*Short problem 1:*
According to the passage on 2D and 3D vision, why does converting a single 2D image into 3D generally fail?

>> BEGIN Document

Photography provides 2D vision.

Here's a way to define 3D: “I can see the object AND I know how far it is”. The object is a 2D picture and the distance (depth) is the 3rd dimension. Without that, it’s not 3D. It does not matter whether the picture is curved as in panoramic shots.

Generally, conversion of a single 2D image into 3D does not work. The simple reason is the lack of information.

To capture a 3D image you need a 3D camera.

What is a 3D camera? Any camera takes 2D pictures so all you need to add is the 3rd dimension. Time could be that, so a video camera is a 3D camera. Or you could combine several cameras in a row - that row is the 3rd dimension (in fact just two cameras will do). In either case, you can find the distance via stereo vision. Or you could simply add a distance measuring device such as radar, etc.

Calibration can also solve the problem of 3rd dimension. The solution however is only as complete as your collection of objects of known size. Imagine going through a forest...

Of course, here we refer to spacial dimensions of images. Time, color, spectrum are referred to as image parameters.

2D vs 3D

It is easy to assume that you can analyze a given image as 2D.

Often 3D is crucial. For example, images may contain:

  • occluded objects,
  • objects well lit on one side and very dark on the other.

>> END Document

*Short problem 2:*
From the listing below, transcribe everything from the line containing "Would you be able to point to the wooden" down to the line containing "column 522, row 213", including both of those lines.

>> BEGIN Data for this task

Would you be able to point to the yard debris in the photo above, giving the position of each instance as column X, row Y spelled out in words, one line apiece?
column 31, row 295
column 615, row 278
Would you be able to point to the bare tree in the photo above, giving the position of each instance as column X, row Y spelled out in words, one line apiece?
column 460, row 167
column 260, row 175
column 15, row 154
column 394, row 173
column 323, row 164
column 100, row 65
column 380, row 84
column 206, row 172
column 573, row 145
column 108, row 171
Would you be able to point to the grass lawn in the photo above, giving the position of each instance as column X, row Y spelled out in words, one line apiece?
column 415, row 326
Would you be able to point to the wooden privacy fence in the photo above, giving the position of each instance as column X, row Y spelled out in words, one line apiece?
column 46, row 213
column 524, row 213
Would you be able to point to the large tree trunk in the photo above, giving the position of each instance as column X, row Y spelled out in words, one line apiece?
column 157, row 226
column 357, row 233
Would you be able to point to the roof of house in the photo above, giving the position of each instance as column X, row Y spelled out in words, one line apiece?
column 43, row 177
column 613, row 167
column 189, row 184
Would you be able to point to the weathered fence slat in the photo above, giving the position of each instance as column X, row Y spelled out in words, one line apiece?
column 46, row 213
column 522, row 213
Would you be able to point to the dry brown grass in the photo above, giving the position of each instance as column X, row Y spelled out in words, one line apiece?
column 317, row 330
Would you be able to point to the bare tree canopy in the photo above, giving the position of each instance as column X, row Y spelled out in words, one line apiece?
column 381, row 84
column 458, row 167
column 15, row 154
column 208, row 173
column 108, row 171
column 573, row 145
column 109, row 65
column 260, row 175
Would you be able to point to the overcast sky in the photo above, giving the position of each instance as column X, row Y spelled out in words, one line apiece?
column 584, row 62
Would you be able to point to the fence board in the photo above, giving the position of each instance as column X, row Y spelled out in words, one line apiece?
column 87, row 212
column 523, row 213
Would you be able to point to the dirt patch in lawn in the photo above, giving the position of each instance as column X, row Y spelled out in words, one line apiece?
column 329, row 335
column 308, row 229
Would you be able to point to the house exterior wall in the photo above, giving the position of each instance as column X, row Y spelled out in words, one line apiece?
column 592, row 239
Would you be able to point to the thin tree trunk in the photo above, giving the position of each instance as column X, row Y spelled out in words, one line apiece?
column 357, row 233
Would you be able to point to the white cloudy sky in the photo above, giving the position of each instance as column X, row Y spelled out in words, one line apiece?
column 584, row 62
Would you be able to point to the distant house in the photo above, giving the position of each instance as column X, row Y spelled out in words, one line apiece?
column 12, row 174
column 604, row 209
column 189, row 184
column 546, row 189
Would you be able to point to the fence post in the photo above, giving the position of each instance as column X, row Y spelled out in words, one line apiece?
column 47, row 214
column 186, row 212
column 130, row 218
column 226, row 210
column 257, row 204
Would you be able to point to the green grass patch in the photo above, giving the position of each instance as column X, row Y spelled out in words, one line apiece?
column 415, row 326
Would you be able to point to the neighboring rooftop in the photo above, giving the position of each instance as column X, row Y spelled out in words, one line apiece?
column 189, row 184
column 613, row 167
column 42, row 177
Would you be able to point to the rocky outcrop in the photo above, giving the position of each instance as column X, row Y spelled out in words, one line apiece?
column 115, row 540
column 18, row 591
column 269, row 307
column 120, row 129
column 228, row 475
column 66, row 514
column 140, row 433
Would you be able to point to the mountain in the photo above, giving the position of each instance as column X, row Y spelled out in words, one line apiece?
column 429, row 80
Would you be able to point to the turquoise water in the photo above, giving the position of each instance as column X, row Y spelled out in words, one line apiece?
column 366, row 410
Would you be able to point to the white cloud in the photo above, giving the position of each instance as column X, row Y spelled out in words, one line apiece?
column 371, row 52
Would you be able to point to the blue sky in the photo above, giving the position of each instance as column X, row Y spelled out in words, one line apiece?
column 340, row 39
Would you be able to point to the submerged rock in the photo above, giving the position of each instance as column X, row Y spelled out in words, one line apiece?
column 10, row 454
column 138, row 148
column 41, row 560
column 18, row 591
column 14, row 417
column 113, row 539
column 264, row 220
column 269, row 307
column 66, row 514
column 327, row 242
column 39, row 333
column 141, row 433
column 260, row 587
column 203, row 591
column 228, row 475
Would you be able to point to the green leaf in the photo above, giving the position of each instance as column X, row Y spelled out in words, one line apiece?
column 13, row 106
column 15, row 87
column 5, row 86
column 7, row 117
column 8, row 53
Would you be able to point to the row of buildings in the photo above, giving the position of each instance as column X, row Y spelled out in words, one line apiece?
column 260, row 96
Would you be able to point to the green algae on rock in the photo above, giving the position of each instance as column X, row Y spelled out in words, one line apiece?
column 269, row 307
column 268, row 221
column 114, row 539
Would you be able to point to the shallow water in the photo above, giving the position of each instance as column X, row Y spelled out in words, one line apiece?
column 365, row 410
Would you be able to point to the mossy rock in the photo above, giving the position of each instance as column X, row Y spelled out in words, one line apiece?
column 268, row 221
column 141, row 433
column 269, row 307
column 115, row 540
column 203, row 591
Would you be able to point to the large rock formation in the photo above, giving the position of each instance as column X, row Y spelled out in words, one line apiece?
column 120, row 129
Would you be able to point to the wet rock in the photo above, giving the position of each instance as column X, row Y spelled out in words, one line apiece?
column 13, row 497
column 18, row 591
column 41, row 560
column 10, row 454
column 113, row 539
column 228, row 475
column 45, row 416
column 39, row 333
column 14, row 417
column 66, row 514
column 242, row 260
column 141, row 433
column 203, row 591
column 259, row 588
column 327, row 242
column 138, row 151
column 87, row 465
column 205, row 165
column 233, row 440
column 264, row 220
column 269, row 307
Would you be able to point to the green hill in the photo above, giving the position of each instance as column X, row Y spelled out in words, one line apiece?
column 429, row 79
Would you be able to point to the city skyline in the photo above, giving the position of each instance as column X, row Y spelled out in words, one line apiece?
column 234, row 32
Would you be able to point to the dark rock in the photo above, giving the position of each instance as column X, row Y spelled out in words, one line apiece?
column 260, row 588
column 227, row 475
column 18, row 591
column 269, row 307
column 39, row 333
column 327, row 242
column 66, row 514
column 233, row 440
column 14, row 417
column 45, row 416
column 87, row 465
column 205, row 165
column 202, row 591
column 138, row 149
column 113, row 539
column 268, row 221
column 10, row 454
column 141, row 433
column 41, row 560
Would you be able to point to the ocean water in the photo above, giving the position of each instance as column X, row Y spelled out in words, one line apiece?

>> END Data for this task

*Exercise response 1:*
It fails because of a lack of information.

*Exercise response 2:*
Would you be able to point to the wooden privacy fence in the photo above, giving the position of each instance as column X, row Y spelled out in words, one line apiece?
column 46, row 213
column 524, row 213
Would you be able to point to the large tree trunk in the photo above, giving the position of each instance as column X, row Y spelled out in words, one line apiece?
column 157, row 226
column 357, row 233
Would you be able to point to the roof of house in the photo above, giving the position of each instance as column X, row Y spelled out in words, one line apiece?
column 43, row 177
column 613, row 167
column 189, row 184
Would you be able to point to the weathered fence slat in the photo above, giving the position of each instance as column X, row Y spelled out in words, one line apiece?
column 46, row 213
column 522, row 213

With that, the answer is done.